From 5cbbe0be89c69aed3acfc9a7745a0b1055182e23 Mon Sep 17 00:00:00 2001
From: Trenton H <797416+stumpylog@users.noreply.github.com>
Date: Sat, 28 Mar 2026 13:21:52 -0700
Subject: [PATCH] Improvements for typing purposes mostly + some reuse

---
 src/documents/consumer.py                     |  2 +-
 src/paperless/checks.py                       | 17 +++--
 src/paperless/config.py                       | 17 +++--
 src/paperless/parsers/tesseract.py            | 73 +++++++++----------
 src/paperless/parsers/utils.py                |  3 +-
 .../tests/parsers/test_parse_modes.py         |  2 +-
 6 files changed, 61 insertions(+), 53 deletions(-)

diff --git a/src/documents/consumer.py b/src/documents/consumer.py
index 92eec23fc..14f7904a7 100644
--- a/src/documents/consumer.py
+++ b/src/documents/consumer.py
@@ -839,7 +839,7 @@ class ConsumerPlugin(
 
         return document
 
-    def apply_overrides(self, document) -> None:
+    def apply_overrides(self, document: Document) -> None:
         if self.metadata.correspondent_id:
             document.correspondent = Correspondent.objects.get(
                 pk=self.metadata.correspondent_id,
diff --git a/src/paperless/checks.py b/src/paperless/checks.py
index efeebb4ee..fbcae320a 100644
--- a/src/paperless/checks.py
+++ b/src/paperless/checks.py
@@ -5,6 +5,7 @@ import shutil
 import stat
 import subprocess
 from pathlib import Path
+from typing import Any
 
 from django.conf import settings
 from django.core.checks import Error
@@ -22,7 +23,7 @@ writeable_hint = (
 )
 
 
-def path_check(var, directory: Path) -> list[Error]:
+def path_check(var: str, directory: Path) -> list[Error]:
     messages: list[Error] = []
     if directory:
         if not directory.is_dir():
@@ -59,7 +60,7 @@ def path_check(var, directory: Path) -> list[Error]:
 
 
 @register()

### Stated problem 1
Copy the part of the patch that begins at the words "From 5cbbe0be89c69aed3acfc9a7745a0b1055182e23 Mon" and ends after the words "insertions(+), 53 deletions(-)".
### Stated problem 2
Summarize the patch in two sentences.
### Stated problem 3
Answer these questions about the patch:
(a) Which file has the most changed lines in the summary?
(b) What type does the patch give to the `var` parameter of `path_check`?
(c) What import line does the patch add to `src/paperless/checks.py`?

[Entries pointing at named objects]
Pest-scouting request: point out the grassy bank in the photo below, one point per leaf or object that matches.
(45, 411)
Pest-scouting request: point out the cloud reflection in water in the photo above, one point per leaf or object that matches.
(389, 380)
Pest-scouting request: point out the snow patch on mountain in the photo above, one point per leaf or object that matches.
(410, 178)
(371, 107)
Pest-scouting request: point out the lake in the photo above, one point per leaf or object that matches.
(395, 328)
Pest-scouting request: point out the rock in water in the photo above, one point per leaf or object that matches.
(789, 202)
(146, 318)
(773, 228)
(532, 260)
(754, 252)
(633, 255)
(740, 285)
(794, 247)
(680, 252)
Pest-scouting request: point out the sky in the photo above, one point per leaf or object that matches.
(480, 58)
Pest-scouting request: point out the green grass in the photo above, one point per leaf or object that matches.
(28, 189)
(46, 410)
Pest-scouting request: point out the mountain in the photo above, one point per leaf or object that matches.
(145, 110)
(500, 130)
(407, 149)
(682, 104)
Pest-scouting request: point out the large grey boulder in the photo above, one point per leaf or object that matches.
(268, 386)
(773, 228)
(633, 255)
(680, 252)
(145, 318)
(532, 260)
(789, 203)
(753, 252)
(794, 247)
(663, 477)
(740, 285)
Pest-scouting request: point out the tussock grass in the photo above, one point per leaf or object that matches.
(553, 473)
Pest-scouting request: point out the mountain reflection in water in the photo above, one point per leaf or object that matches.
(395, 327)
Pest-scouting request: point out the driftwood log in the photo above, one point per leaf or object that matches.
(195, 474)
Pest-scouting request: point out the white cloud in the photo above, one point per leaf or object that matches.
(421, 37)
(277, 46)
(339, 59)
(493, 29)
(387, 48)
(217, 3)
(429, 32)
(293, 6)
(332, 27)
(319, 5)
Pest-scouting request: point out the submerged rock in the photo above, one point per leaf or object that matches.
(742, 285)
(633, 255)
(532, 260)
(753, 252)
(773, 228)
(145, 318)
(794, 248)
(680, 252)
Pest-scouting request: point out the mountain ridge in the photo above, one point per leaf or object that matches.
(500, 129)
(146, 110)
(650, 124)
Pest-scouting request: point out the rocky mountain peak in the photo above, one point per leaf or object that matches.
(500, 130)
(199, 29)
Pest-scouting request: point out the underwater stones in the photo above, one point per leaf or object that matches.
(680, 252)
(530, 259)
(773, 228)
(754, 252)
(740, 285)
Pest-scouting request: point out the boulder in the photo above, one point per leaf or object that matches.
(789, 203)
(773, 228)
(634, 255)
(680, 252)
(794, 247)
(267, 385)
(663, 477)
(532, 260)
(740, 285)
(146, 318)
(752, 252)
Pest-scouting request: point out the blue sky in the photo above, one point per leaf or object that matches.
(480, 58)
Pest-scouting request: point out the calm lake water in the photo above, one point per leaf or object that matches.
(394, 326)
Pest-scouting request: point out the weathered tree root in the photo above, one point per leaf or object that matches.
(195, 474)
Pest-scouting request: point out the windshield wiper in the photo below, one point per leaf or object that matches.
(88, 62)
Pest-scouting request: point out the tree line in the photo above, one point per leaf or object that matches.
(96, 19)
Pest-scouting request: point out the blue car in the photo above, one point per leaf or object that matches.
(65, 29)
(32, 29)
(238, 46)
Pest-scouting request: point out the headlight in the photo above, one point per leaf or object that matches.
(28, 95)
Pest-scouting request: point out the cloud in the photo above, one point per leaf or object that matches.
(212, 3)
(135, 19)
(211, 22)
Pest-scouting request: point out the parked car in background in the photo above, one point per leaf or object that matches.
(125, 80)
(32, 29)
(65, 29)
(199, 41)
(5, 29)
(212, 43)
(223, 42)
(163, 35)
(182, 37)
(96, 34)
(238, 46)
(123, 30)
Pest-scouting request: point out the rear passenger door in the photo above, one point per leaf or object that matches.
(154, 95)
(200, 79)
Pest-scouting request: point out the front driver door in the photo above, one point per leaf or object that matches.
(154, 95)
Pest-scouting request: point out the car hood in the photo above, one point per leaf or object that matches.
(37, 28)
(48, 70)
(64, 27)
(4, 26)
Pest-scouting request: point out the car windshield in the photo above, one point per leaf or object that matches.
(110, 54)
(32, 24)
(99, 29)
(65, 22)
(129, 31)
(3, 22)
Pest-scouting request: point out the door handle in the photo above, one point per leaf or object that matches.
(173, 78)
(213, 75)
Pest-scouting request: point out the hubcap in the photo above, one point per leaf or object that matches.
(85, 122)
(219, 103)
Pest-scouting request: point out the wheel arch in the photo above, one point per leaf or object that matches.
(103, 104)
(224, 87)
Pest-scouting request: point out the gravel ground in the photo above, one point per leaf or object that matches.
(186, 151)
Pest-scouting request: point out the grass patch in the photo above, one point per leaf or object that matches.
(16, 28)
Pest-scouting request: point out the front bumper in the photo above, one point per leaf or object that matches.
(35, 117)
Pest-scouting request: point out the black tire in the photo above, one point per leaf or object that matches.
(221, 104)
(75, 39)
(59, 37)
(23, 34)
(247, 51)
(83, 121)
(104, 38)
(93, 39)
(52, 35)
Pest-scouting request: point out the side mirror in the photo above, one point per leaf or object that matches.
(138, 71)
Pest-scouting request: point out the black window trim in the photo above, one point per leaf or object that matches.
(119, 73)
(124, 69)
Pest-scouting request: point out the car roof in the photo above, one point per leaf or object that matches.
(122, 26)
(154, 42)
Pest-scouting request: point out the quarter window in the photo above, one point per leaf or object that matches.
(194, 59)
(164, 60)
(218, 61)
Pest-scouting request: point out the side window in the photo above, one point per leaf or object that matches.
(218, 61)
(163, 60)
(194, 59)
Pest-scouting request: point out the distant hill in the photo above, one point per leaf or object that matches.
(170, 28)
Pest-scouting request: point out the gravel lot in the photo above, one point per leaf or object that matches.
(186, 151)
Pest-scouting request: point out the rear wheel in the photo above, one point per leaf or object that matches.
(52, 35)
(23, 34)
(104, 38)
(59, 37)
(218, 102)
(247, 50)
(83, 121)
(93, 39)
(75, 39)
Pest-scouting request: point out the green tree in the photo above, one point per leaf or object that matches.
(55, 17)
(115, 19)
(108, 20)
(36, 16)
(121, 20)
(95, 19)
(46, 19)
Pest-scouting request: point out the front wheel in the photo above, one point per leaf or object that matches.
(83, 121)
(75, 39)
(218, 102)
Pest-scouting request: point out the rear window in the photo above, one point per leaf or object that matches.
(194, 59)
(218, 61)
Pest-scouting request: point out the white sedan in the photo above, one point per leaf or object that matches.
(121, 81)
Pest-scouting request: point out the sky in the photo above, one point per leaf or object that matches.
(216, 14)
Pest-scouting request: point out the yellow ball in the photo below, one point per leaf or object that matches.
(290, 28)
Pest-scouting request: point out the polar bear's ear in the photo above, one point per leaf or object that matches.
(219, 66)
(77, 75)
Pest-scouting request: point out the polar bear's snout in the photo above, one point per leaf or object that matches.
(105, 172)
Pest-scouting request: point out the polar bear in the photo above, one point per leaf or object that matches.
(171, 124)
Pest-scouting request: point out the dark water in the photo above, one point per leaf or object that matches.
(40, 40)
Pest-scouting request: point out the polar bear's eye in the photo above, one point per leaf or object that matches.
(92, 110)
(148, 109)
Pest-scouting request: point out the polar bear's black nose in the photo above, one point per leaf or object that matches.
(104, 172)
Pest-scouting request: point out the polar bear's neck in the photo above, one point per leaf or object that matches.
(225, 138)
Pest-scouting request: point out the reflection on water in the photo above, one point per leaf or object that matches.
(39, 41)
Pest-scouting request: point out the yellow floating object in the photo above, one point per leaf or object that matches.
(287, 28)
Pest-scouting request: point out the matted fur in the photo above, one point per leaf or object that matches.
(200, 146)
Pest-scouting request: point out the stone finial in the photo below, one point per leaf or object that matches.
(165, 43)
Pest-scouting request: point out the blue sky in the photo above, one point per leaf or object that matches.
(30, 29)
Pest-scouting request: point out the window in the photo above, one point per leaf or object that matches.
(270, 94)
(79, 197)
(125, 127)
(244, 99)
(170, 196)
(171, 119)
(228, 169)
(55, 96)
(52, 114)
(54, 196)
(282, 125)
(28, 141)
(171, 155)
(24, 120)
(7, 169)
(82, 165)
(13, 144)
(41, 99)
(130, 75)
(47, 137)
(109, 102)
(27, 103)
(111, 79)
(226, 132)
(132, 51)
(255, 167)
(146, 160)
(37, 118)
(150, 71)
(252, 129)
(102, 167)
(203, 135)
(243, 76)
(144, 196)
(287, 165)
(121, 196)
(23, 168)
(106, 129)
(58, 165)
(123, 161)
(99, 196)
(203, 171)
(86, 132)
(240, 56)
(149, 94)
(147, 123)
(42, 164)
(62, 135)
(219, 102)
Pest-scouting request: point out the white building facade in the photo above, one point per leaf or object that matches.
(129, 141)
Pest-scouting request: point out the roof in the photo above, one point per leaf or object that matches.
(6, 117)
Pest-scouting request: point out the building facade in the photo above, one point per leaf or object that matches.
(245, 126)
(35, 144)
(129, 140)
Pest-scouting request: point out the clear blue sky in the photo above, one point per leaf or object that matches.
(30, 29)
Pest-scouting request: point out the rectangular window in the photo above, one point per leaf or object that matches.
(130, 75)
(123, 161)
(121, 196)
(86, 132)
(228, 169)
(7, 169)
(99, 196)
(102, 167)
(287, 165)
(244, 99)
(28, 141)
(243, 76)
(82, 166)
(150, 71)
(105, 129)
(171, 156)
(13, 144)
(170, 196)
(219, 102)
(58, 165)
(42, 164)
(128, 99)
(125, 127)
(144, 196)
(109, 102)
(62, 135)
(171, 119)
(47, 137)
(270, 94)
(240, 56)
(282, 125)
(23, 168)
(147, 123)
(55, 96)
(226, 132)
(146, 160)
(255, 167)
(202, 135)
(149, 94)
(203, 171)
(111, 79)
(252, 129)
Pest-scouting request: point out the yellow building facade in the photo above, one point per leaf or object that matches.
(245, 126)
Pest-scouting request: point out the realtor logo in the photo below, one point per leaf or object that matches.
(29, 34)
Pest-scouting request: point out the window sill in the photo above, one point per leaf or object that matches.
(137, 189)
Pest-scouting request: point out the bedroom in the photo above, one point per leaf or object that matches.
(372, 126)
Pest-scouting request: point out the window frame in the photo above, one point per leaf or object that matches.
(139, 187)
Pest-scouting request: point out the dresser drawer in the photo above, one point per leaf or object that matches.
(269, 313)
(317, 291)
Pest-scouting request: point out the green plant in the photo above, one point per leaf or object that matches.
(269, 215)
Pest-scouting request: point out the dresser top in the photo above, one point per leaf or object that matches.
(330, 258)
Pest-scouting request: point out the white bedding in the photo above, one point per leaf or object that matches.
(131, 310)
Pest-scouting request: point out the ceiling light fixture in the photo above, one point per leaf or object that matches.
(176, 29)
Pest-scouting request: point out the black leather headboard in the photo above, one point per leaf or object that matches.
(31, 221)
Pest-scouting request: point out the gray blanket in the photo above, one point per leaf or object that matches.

### Exercise response 1
From 5cbbe0be89c69aed3acfc9a7745a0b1055182e23 Mon Sep 17 00:00:00 2001
From: Trenton H <797416+stumpylog@users.noreply.github.com>
Date: Sat, 28 Mar 2026 13:21:52 -0700
Subject: [PATCH] Improvements for typing purposes mostly + some reuse

---
 src/documents/consumer.py                     |  2 +-
 src/paperless/checks.py                       | 17 +++--
 src/paperless/config.py                       | 17 +++--
 src/paperless/parsers/tesseract.py            | 73 +++++++++----------
 src/paperless/parsers/utils.py                |  3 +-
 .../tests/parsers/test_parse_modes.py         |  2 +-
 6 files changed, 61 insertions(+), 53 deletions(-)

### Exercise response 2
The patch, dated March 28, 2026, is titled as improvements mostly for typing purposes plus some reuse, and it changes six files with 61 insertions and 53 deletions. The hunks shown add type hints: `apply_overrides` now takes `document: Document`, `path_check` now takes `var: str`, and `checks.py` gains an import of `Any` from `typing`.

### Exercise response 3
(a) `src/paperless/parsers/tesseract.py`, with 73 changed lines.
(b) `str`.
(c) `from typing import Any`.